- _Sağlanan metin_
******

Jump to content
Forumu Destekleyenlere Katılın ×
Paticik Forumları
2000 lerden beri faal olan, çok şukela bir paylaşım platformuyuz. Hoşgeldiniz.

Resmi tarih ve Adolf Hitler


Öne çıkan mesajlar

Mesaj tarihi:
İzm olarak bahsettiğin globalizm en kaba tabiriyle iletişim teknolojilerinin (her alanda, telekominikasyondan paraya, iş gücünden bilgiye) gelişmesi sonucu bütün bir dünyanın tek bir çatı altında toplanmasıdır. Şimdi bu biz izm değildir çünkü bütün izmler bunu kullanabilir. Çok basit bir iki örnek;

Kapitalizm: Emek ve sermayenin küreselleşmesi ile istediği yerde fabrikasını kurar, istediği pazara girer, istediği elemanı çalışıtırır ve büyük şirketler çok daha fazla kar elde eder.

Anarşizm: Bilginin küreselleşmesi sonucu büyük organizasyonlara karşı ortak bir duruş sergilemek, dünyanın bir çok yerinde aynı anda eylem birlikteliği ile küresel kapitalistlere karşı küresel direniş örgütlemek. Devrimden sonra ise zaten sınır diye bir kavram kalmayacağından bütün dünyanın tek bir yaşam alanı olması.


Çin olayını ele alacak olur isek de, Çin şu an komünist bir ülke değilki, evet eskiden öyleydi ama şu an totaliter bir rejimle yönetilen devlet kapitalizmi ile yönetilen bir ülke. Örneğin TC'nin ilk yılları. Çin'de canavar gibi bir sürü özel firma var ve bunların bir çoğu dünya devi olmak yolunda emin adımlarla ilerliyor. Çok yakında BP-Levi's gibi çin markaları da görürseniz hiç şaşırmayın derim. O sebepten bu olay kapitalizm ile komünizmin uzlaşması değilir, Çin'in kapitalistleşme sürecidir.[hline]Özgürlüğün değerini ancak onu kaybedince anlarsınız. En zavallı insan ise esaret altındayken kendisini özgür zannedendir.
[ no pain, no gain ]
Mesaj tarihi:
peki bu butun dunyanin tek bir cati altinda toplanmasi olay basit bir kimyasal reaksiyon gerceklesir gibi kendiliginden ve icinde bulunan ulkelerin insiyatifleri, etkileri olmadan mi gerceklesiyor ?

bundan daha 12 yil oncesine kadar ulkeler arasinda derin siyasi farklar varken, dunya birbirine karsi kutuplasmis bir sekilde silahlanmis ve savasa hazir beklerken, `dusmanlar` hakkinda olumsuz propaganda her ulkenin halkina 50 yildan beri telkin edilmisken bu gun butun bu teyakkuzun tam tersine muzakere, uzlasma, anlasma davranisi icerisindeler.

******

- _Veri içeriği_
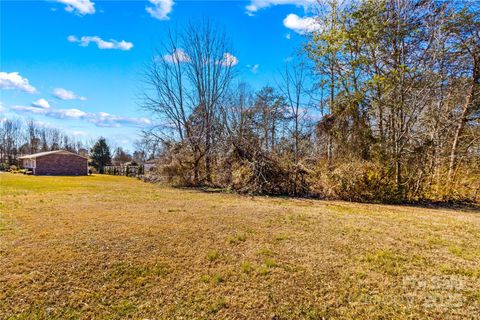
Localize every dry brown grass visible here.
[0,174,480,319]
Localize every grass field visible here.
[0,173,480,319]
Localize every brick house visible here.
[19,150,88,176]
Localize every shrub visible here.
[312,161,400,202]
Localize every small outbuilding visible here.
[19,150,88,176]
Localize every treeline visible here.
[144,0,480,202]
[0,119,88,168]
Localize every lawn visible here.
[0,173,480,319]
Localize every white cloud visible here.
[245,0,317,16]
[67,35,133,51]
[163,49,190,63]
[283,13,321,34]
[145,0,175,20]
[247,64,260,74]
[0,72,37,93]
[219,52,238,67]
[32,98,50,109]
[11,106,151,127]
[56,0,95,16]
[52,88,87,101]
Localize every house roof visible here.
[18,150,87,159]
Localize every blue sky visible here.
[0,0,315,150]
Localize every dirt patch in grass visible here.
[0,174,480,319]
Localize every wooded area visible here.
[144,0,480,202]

******

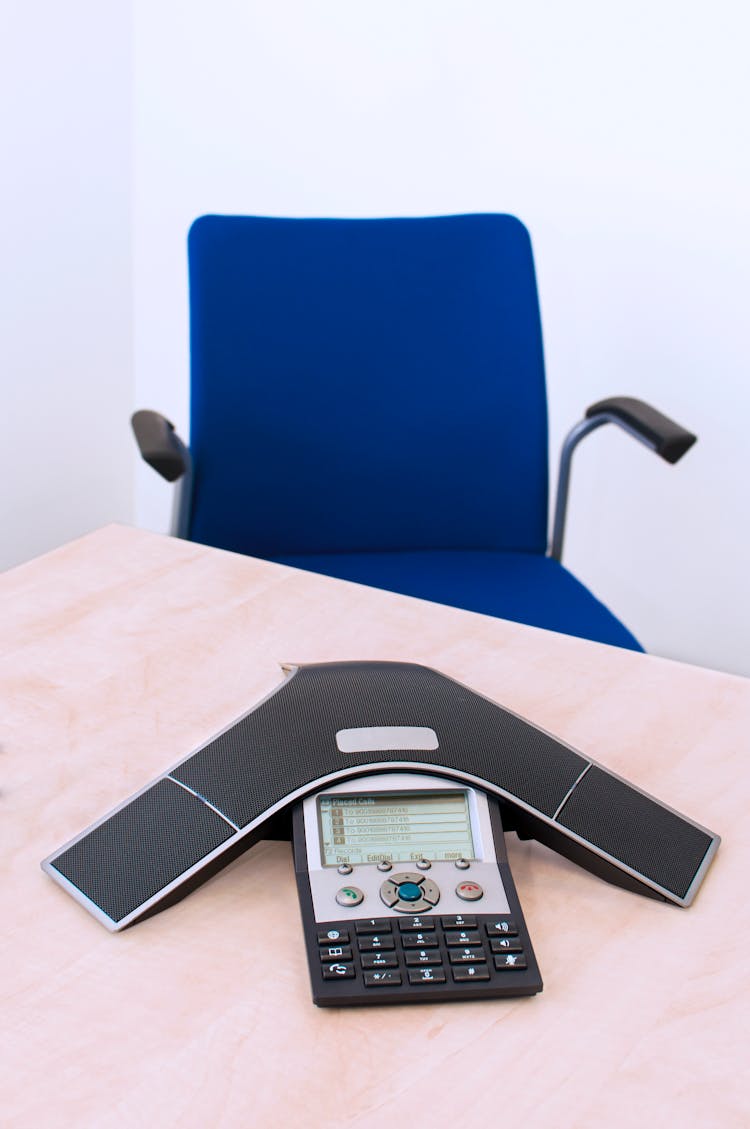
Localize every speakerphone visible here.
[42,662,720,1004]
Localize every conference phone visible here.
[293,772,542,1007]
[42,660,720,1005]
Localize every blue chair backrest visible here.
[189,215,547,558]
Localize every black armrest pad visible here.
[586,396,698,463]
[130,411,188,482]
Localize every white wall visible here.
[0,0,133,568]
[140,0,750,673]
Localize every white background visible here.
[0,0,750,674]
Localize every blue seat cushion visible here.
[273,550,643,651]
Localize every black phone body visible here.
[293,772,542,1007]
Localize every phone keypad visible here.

******

- _İstenen görev A_
Küreselleşme tartışmasına göre aşağıdakileri yanıtlayın:
(i) Anarşizm örneğinde devrimden sonra bütün dünyanın tek bir yaşam alanı olması hangi gerekçeye bağlanıyor?
(ii) Çin'in bugünkü yönetim biçimine örnek olarak hangi dönem gösteriliyor?
(iii) İkinci mesaja göre "düşmanlar" hakkındaki olumsuz propaganda kaç yıldır her ülkenin halkına telkin ediliyordu?
- _İstenen görev B_
Küreselleşme tartışmasını, son cümlesinden sonrasından başlayarak sürdürün.
Veriler ayrı bir kaynaktan alınmıştır.

- _Görev yanıtı A_
(i) Devrimden sonra sınır diye bir kavram kalmayacak olması.
(ii) TC'nin ilk yılları.
(iii) 50 yıldır.

- _Görev yanıtı B_
bu toplumlarda ve ulke politikalarini yoneten insanlarin yonelimlerinde degisme olmadan gerceklesemez. tum dunyada algilama ve davranis biciminde bir degisiklik olmali ki gecmisle boylesine tezat bir noktaya gelinebilsin. cunku ulke yonetimlerinde olmalarindan dolayi tek baslarina buyuk etkisi olan insanlarin secimlerinden dolayi olsaydi dunyaya bakista degisim, bir ulkede yeni bir hukumet geldiginde degisirdi. demek ki toplumun her kademesinde kalici olarak yer tutan bir davranis bicimi degisikligi var.

ne yapiyor insanlar ? ulkelerin kulturleri ve siyasetleri arasindaki farklililara ragmen dunyayi ilgilendiren olaylarda buyuk olcude isbirligi yapiyor. nixon cine ticaret anlasmalari yapmak icin gittiginde cin gayet komunist bir ulkeydi, komunizminin `kapitalist serbest bolgeleri olan` totaliter devlet rejimine donusmesi sureci globalizmin sonucu olan etkilesimin bir sonucudur. kaldi ki vietnamda savasmis olan nixonun cine temaslarda bulunmaya gitmis olmasi dahi basli basina globalizm hareketidir. hatta buyuk ihtimalle nixon bunu kendisi istedigi icin degil, politik ve ekonomik cevrelerden gelen baski sonucu yapmistir.

netice itibariyla bir seye izm diyebilmemiz icin gerekli durumlar global`izm` de mevcuttur. toplumun cesitli kademelerinden bir cok insanda bir davranis bicimi olarak yerlesmis, muglak olsa da belirlenebilir hatlari olan ve siyasi, ekonomik, kulturel olaylarda karar verme kistasi olarak uygulanan bir seydir. eger `futurizm` ne kadar bir `izm` se, globalizm de o kadar `izm` dir.[hline]referanslar :
www.mizzah.com
www.tokaci.com(oscommerce customization)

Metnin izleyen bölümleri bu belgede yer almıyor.